── Task material
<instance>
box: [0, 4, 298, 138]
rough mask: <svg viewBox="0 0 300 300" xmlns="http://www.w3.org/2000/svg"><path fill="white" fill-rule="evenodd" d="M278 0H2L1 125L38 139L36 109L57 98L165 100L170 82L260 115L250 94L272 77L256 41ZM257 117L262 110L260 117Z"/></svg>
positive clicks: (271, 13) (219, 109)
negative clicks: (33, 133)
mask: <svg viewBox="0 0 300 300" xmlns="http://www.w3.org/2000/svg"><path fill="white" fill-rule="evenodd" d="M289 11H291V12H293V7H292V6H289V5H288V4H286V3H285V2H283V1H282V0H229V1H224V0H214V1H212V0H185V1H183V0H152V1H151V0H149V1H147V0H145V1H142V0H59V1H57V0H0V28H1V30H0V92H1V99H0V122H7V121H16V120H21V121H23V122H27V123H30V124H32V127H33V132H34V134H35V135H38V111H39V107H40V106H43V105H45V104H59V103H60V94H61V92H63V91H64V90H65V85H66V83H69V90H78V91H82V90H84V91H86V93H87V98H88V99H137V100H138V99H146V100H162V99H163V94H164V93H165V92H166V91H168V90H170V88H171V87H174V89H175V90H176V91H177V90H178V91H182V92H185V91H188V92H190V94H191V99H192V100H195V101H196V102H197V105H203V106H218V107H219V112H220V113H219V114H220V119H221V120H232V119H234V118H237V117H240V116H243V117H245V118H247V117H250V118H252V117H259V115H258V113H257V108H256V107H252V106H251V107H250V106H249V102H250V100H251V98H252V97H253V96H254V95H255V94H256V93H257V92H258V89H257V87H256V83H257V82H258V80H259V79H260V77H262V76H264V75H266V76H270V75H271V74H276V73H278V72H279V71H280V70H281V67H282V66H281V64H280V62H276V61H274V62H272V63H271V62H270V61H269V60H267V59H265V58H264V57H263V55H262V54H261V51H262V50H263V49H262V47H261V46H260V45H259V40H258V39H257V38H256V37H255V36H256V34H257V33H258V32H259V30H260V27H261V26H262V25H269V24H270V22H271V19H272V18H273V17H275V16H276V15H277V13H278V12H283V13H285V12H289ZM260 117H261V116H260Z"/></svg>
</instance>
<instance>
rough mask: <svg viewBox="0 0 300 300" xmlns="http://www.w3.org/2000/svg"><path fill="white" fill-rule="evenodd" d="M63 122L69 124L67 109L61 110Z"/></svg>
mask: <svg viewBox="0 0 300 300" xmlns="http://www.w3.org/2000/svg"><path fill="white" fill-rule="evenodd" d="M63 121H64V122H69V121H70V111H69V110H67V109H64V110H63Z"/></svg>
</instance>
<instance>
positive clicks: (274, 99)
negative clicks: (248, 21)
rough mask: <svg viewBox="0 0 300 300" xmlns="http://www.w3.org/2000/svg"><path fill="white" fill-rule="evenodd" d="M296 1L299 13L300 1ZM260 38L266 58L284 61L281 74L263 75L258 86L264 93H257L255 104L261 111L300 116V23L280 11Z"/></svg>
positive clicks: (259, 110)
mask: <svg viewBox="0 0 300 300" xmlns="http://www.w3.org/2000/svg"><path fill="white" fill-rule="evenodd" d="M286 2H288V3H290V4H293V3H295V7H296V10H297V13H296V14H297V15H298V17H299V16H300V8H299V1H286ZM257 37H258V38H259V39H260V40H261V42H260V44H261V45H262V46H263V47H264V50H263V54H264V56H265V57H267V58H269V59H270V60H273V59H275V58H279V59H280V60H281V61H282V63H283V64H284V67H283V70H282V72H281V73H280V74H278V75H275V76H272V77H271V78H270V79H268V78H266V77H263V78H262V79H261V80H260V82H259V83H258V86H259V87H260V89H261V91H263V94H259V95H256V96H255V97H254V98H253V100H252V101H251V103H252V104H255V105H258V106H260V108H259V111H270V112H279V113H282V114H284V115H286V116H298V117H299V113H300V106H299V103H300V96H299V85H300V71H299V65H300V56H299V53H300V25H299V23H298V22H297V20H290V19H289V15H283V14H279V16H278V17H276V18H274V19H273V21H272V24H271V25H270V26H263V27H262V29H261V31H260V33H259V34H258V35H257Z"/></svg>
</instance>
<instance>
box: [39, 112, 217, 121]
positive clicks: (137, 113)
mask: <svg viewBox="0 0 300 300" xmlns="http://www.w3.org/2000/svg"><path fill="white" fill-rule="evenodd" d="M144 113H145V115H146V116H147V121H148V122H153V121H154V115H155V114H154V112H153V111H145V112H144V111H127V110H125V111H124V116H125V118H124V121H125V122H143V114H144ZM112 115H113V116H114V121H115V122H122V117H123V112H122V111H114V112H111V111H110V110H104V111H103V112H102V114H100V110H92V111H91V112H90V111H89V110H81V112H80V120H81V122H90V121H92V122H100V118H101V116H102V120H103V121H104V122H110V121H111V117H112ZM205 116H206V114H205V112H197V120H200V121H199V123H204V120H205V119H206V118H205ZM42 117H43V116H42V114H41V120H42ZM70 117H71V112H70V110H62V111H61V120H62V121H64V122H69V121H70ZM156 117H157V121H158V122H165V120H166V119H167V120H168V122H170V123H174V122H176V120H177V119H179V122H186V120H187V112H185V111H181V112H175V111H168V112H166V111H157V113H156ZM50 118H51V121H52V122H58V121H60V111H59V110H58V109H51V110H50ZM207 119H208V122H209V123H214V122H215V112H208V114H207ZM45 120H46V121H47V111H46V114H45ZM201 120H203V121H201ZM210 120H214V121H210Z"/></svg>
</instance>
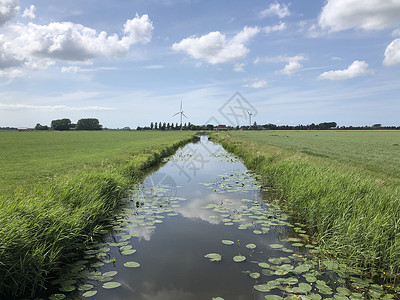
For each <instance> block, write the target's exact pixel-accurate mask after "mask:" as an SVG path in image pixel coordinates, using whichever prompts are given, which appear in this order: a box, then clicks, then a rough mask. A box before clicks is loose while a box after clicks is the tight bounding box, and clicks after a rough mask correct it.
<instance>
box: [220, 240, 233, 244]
mask: <svg viewBox="0 0 400 300" xmlns="http://www.w3.org/2000/svg"><path fill="white" fill-rule="evenodd" d="M222 243H223V244H225V245H233V244H234V243H235V242H234V241H231V240H222Z"/></svg>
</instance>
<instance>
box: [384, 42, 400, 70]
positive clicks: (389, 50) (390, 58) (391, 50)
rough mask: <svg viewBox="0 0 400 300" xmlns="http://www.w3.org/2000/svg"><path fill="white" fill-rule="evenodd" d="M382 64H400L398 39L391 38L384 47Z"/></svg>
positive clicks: (399, 54) (389, 64) (399, 55)
mask: <svg viewBox="0 0 400 300" xmlns="http://www.w3.org/2000/svg"><path fill="white" fill-rule="evenodd" d="M383 64H384V65H386V66H391V65H395V64H400V39H395V40H393V41H392V42H391V43H390V44H389V46H387V47H386V50H385V59H384V60H383Z"/></svg>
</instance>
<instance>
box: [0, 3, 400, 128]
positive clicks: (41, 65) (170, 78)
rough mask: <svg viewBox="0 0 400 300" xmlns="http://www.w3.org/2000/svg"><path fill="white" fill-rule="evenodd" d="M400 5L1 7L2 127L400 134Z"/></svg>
mask: <svg viewBox="0 0 400 300" xmlns="http://www.w3.org/2000/svg"><path fill="white" fill-rule="evenodd" d="M399 16H400V0H369V1H365V0H327V1H317V0H303V1H300V0H292V1H266V0H252V1H239V0H212V1H211V0H210V1H205V0H203V1H200V0H135V1H128V0H113V1H110V0H85V1H82V0H68V1H50V0H37V1H35V0H33V1H22V0H21V1H19V0H0V127H7V126H9V127H34V126H35V125H36V124H37V123H40V124H42V125H50V124H51V121H52V120H55V119H61V118H69V119H70V120H71V121H72V122H73V123H76V122H77V121H78V120H79V119H81V118H97V119H99V121H100V124H102V125H103V126H104V127H107V128H123V127H131V128H136V127H137V126H150V123H151V122H171V123H172V122H173V123H177V122H178V123H179V122H180V120H179V114H178V115H176V116H174V117H173V115H174V114H176V113H177V112H179V111H180V106H181V103H182V109H183V112H184V114H185V116H186V117H187V118H185V117H184V118H183V122H191V123H192V124H197V125H203V124H208V123H211V124H214V125H218V124H225V125H231V126H237V125H248V124H250V122H251V123H253V122H257V124H266V123H273V124H277V125H286V124H287V125H298V124H311V123H322V122H337V124H338V125H339V126H365V125H373V124H377V123H380V124H382V125H386V126H389V125H390V126H391V125H394V126H400V17H399Z"/></svg>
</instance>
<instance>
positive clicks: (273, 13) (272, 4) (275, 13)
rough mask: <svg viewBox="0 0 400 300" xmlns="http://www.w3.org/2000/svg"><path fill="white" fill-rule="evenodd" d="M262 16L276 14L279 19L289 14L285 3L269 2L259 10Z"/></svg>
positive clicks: (287, 9) (267, 15)
mask: <svg viewBox="0 0 400 300" xmlns="http://www.w3.org/2000/svg"><path fill="white" fill-rule="evenodd" d="M260 16H261V17H262V18H264V17H268V16H278V17H279V18H280V19H283V18H284V17H287V16H290V11H289V7H288V5H286V4H282V6H281V4H280V3H278V2H275V3H271V4H270V5H269V7H268V8H267V9H265V10H263V11H261V12H260Z"/></svg>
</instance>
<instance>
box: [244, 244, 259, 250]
mask: <svg viewBox="0 0 400 300" xmlns="http://www.w3.org/2000/svg"><path fill="white" fill-rule="evenodd" d="M256 247H257V246H256V245H255V244H247V245H246V248H247V249H255V248H256Z"/></svg>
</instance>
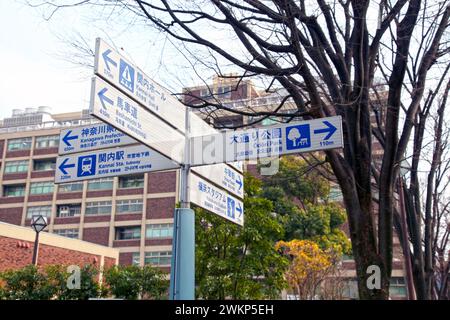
────
Required work
The answer should consist of the lines from the first line of the entries through the line with "positive clicks: (271, 13) (219, 109)", copied exactly.

Result
<instance>
box: [0, 4, 298, 138]
rough mask: <svg viewBox="0 0 300 300" xmlns="http://www.w3.org/2000/svg"><path fill="white" fill-rule="evenodd" d="M278 0H2L1 125L38 139L36 109L57 98L165 100L170 82L260 115L250 94L272 77L256 41ZM257 117L262 110L260 117Z"/></svg>
positive clicks: (271, 13) (219, 109)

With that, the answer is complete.